_Work item_
Output the whole listing exactly, except for the pictures in it.

(Data to use Opens)

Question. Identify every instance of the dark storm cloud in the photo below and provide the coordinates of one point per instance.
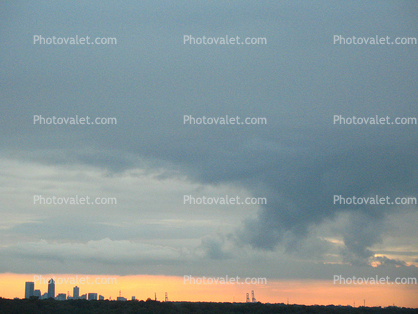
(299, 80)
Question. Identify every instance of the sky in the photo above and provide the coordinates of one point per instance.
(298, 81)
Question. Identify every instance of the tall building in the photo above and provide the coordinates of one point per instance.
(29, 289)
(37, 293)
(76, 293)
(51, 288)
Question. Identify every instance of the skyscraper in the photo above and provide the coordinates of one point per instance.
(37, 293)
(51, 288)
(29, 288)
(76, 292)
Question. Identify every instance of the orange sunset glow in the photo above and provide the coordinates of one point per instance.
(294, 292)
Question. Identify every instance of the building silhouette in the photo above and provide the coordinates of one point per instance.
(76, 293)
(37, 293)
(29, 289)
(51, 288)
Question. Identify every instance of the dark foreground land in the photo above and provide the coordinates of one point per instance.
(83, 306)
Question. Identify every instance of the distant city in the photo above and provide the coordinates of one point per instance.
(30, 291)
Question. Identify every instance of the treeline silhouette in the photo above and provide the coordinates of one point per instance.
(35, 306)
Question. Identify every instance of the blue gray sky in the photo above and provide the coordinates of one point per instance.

(Data to use Closes)

_Solution_
Question. Identify every instance of the dark storm cloud in the photo below and provide the coordinates of one point per instance.
(299, 80)
Question. Identify every instance of the sky in the photo above and provide the coordinates of one point per instance.
(298, 81)
Question. Identify every instance of the tall building in the photo above and provide the coordinates of one point per instance.
(29, 289)
(37, 293)
(76, 293)
(51, 288)
Question. Identify every instance of the skyscraper in the photo above and provide the coordinates of one point per instance.
(37, 293)
(51, 288)
(29, 288)
(76, 292)
Question. Identify every instance of the orange sunset glow in the photo above and provide the coordinates of one point per instance.
(294, 292)
Question. Identify every instance of the building silhouette in the photo above and provide the coordinates of one point per instance.
(76, 293)
(37, 293)
(29, 289)
(51, 288)
Question. Identify every instance of the dark foreground land in the photo above and provide the coordinates of one point per instance.
(83, 306)
Question. Identify every instance of the distant city in the photo above and provide the coordinates of one point per instance.
(30, 291)
Question. Identify every instance of the treeline silhouette in the photo above and provide the coordinates of one point per instance.
(35, 306)
Question. Identify every instance of the blue gray sky in the photo above and provide the coordinates of one point per instance.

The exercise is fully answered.